> Request:
Please write out the stretch of the arts talk below from "In the broadest" through "provoke or disturb.", word for word.

> Passage given:
-- begin --

We were talking about what made us work,
what our relation was to issues of censorship and freedom of speech.
I mean it was pretty humbling
and in many ways it felt absurd for me to be speaking at all
given that I was the only person on the panel who had not seen colleagues, friends and families persecuted, imprisoned, tortured or even killed in pursuit of their artistic work or simply for being there.
I can say for sure that these are not the problems I’ve faced in 27 years of making, performing, challenging and provoking in my work with Forced Entertainment… or in the role I’ve taken on recently as a professor at Sheffield University, working with students in theatre at the university.
 
But on the other hand what we spoke about this morning in London reminded me
minded me
of the importance of the space we do have in the arts
and of the limits we do have on in that space
and of the importance of staying free
and real
and live and now
 
We are – in case you hadn’t noticed – living in a space of economic downturn
neo-conservative politics
a space which offers us the dismantling and out sourcing of state functions (health, education, arts)
and in general
cuts
and with cuts a steady insistence on the importance of private sponsorship
a situation in which, little by little sponsors help to define the shape of public institutions.
 
We’re also living in a space here in Britain
where even public money is more and more focused through instrumentalist agendas, more and more focused on the delivery through arts of quantifiable outcomes.
There has been
a turn in Arts Council application process in which they are asking ‘how can you help us to deliver our vision’ – and that still shocks me, because,
I always thought
and still believe
for very good reason
that it was, is, and should be, the other way around.
 
In the broadest sense – in the world of private sponsorship and in the funded sector there is I think an attempt to make an image of the arts as a space of convivial affirmation
which is fair enough in one sense.
 
Reading the materials these days you’d know that art is about celebrating, bringing together, and affirming. You’d know that its about creative self-expression.
It’s harder somehow
to find reference to things like the fact that the arts might challenge, provoke or disturb.
It’s hard to find an emphasis on things like difficulty, difference, division or dissent.
 
Anyway.
We are here at the opening of the International Student Drama Festival in Sheffield – nine days packed with 20 performances and something like 260 workshops –
and I think this will be an amazing opportunity to show and to meet and to invent.
 
In 1984 my colleagues and I moved from Exeter where we had studied, here to Sheffield
I don’t know now what we were doing or thinking back then –it’s lost – I don’t even think we really knew at the time.

-- end --

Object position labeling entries
-- begin --

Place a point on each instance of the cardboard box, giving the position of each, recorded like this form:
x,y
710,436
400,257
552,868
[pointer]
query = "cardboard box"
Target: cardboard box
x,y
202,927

-- end --

> Solved exercise:
In the broadest sense – in the world of private sponsorship and in the funded sector there is I think an attempt to make an image of the arts as a space of convivial affirmation
which is fair enough in one sense.
 
Reading the materials these days you’d know that art is about celebrating, bringing together, and affirming. You’d know that its about creative self-expression.
It’s harder somehow
to find reference to things like the fact that the arts might challenge, provoke or disturb.